[Point annotation records]
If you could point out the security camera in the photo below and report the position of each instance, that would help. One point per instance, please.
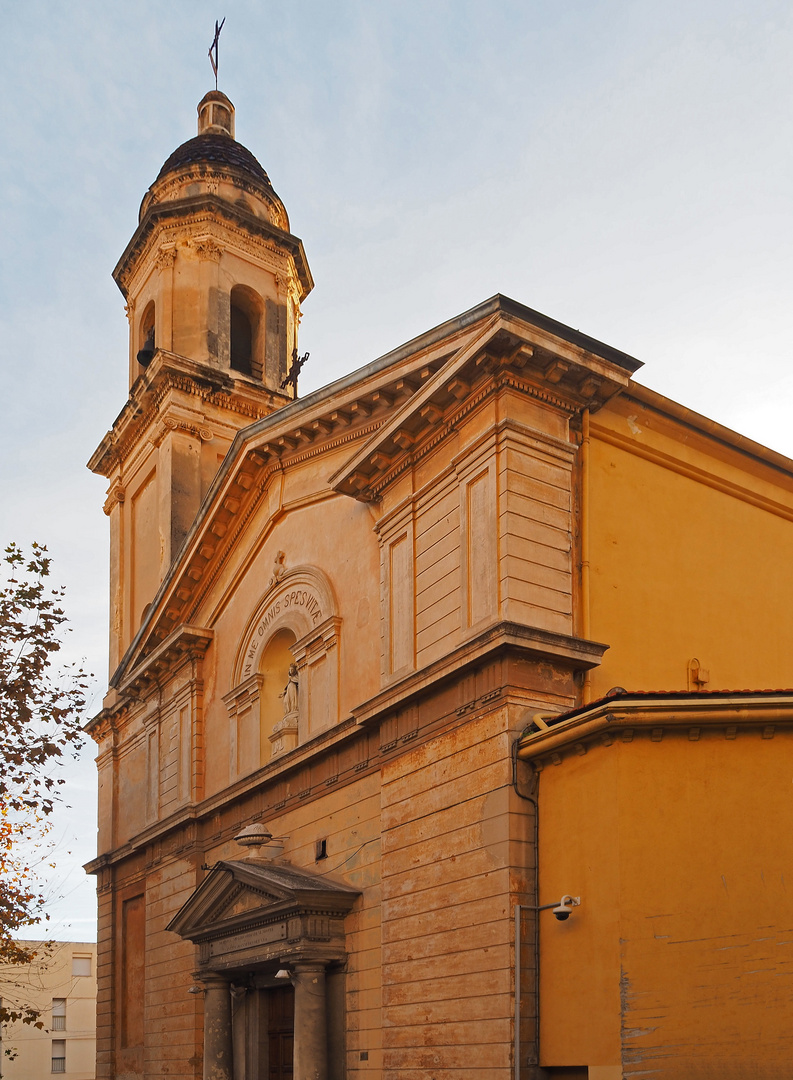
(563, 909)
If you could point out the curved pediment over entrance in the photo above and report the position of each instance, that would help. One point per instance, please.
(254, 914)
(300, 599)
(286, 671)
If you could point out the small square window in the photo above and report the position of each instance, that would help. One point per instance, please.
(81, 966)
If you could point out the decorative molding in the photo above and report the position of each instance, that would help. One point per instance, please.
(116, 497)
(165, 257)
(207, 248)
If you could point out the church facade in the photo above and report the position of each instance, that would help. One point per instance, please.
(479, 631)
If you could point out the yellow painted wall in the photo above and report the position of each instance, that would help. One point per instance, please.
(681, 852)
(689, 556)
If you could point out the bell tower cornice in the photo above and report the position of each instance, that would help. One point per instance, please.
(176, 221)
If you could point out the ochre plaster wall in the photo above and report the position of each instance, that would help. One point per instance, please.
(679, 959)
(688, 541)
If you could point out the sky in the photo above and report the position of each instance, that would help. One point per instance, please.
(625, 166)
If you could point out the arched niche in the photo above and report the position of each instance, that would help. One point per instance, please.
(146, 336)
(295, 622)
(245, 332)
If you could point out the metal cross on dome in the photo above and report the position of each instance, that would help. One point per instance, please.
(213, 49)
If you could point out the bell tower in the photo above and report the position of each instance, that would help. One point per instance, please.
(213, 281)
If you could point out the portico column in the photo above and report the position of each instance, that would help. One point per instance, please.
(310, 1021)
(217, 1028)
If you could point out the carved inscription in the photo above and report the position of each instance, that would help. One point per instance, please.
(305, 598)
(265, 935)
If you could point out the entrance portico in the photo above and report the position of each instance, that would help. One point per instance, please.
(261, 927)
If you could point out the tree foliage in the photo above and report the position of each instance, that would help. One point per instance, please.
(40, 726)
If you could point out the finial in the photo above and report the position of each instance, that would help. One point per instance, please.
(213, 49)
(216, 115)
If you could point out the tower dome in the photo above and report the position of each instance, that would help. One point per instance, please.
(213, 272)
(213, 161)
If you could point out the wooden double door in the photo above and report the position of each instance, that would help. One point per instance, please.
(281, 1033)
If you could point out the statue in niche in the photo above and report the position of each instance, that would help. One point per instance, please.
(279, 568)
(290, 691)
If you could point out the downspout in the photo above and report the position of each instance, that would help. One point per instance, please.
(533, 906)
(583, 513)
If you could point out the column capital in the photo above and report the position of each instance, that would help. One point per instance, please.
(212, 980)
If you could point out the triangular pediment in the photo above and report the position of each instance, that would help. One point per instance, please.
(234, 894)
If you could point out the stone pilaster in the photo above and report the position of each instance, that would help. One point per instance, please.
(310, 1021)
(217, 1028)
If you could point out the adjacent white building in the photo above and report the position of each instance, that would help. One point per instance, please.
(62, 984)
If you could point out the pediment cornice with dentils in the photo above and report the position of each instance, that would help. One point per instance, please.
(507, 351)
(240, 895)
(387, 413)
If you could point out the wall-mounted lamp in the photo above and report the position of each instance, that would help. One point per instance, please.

...

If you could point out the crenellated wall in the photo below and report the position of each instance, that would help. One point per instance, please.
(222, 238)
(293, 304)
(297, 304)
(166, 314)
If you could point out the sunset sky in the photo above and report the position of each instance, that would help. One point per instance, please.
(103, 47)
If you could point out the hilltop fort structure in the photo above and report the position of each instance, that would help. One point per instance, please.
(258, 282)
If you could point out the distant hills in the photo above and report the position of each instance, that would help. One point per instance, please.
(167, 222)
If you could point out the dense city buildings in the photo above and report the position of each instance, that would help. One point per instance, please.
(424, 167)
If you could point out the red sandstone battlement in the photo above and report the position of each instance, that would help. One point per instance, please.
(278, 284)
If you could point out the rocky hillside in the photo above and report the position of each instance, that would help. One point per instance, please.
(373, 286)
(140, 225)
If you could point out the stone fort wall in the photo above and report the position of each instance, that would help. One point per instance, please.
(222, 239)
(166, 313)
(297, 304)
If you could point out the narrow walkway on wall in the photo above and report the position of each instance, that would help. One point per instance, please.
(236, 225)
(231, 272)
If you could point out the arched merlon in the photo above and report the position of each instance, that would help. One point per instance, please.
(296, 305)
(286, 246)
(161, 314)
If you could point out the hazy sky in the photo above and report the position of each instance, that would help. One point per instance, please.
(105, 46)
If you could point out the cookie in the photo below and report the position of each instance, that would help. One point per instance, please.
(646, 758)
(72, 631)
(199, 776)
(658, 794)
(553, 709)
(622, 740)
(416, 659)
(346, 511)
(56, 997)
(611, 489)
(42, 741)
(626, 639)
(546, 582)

» Written exercise
Write out again every line from the line with "If you could point out the triangular" up to and including the line with "If you could point out the wall-mounted", shifting each coordinate in those lines up by 27.

» Task solution
If you could point out the triangular pediment in the photo above and report the position of each instance, that would help. One point per instance, please.
(261, 921)
If you could point out the stone pilaster in the photo above and report the position of each instance, that would help. One point per instance, please.
(337, 1048)
(244, 1055)
If you could point out the adjacent white building in the photo above and report the position of each instance, that would help. One point per instance, please.
(89, 1011)
If you could point out the pediment cornice with dentils in the photo above and report the position of each instance, that would help. One point per instance, please.
(534, 378)
(267, 922)
(414, 440)
If you could point out the wall-mounted lamp in the photo above and report the position of each instance, that would help. One point per instance, please.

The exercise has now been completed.